The Deep Blue Sea - Terence Davies interview
Interview by Rob Carnevale
ACCLAIMED director Terence Davies talks about some of the challenges of re-working Terence Rattigan’s play The Deep Blue Sea for the big screen and why he was given licence to make it radical.
He also talks about working with his cast and the joy they brought, as well as why he can think on the go and problem-solve but can’t abide rudeness. He was speaking at a press conference held during the London Film Festival.
Q. How did you decide on your approach to adapting Terence Rattigan’s play, which is to take it very much in the idiom of the ‘40s?
Terence Davies: Yes, well the thing was that when I read the play in fact I read the whole of Rattigan’s canon and he does something which I personally can’t respond to, which is putting all the exposition in the first act. I said when the producer, Sean O’Connor, brought it to me and to the Rattigan Trust that it’s got to be told from Hester’s point of view. If it’s told from Hester’s point of view you can get rid of all that exposition about what went on before the curtain rose and it’s much more interesting to then reveal it slowly. They were very, very good about it because the first draft was incredibly tentative. I’d never done a play before and Adam Brody, of The Rattigan Trust, said ‘be more radical’, which I thought was terrific. So, I was! But I think by putting in scenes that are not in the play I can imitate the sounds and the way in which he constructs dialogue and I’m glad to say… I did it on House of Love as well, I can imitate and I hope that the dialogue that is written for people who are not actually in the play sounds Rattigan-esque. But the Trust were just terrific.

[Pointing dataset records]
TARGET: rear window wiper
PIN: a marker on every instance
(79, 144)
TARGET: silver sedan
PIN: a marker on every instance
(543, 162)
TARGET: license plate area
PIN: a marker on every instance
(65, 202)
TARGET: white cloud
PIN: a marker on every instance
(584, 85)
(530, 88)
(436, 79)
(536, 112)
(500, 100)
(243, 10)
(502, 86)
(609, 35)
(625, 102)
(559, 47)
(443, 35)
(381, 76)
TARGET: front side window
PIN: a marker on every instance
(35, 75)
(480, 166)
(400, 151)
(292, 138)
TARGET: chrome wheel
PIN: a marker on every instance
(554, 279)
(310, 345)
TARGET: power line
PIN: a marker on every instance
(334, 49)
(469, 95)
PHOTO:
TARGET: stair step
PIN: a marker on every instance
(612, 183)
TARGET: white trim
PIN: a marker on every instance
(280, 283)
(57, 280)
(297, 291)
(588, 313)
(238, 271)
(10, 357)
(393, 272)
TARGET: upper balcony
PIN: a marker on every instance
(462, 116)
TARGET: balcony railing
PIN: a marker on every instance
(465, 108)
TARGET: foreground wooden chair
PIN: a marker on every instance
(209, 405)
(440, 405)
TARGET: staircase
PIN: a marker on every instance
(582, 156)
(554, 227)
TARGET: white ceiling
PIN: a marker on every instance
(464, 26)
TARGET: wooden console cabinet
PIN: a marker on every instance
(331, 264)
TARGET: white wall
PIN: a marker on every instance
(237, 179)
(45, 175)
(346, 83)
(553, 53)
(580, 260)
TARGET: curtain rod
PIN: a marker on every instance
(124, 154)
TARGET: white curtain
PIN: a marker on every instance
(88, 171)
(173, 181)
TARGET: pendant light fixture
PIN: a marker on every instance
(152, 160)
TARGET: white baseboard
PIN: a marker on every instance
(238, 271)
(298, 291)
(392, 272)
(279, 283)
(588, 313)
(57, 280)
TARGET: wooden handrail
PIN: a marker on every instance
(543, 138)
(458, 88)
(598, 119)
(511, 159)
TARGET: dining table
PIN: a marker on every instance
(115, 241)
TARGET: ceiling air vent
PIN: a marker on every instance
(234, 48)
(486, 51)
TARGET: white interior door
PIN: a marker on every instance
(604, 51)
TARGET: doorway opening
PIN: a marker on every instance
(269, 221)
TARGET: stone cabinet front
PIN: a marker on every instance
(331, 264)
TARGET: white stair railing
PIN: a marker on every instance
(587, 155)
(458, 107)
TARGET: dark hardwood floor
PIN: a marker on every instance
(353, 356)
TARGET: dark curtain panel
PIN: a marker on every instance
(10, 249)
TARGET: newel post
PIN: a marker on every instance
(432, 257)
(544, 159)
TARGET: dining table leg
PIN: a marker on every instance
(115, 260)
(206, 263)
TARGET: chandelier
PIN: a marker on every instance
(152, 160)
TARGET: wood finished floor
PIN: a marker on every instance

EXERCISE REQUIREMENTS: Rewrite the Terence Davies interview, everything from "The Deep Blue Sea - Terence" down to "London Film Festival.", putting "lateness" in place of "rudeness". The rows can be set aside.

RESULT OF THE TASK:
The Deep Blue Sea - Terence Davies interview
Interview by Rob Carnevale
ACCLAIMED director Terence Davies talks about some of the challenges of re-working Terence Rattigan’s play The Deep Blue Sea for the big screen and why he was given licence to make it radical.
He also talks about working with his cast and the joy they brought, as well as why he can think on the go and problem-solve but can’t abide lateness. He was speaking at a press conference held during the London Film Festival.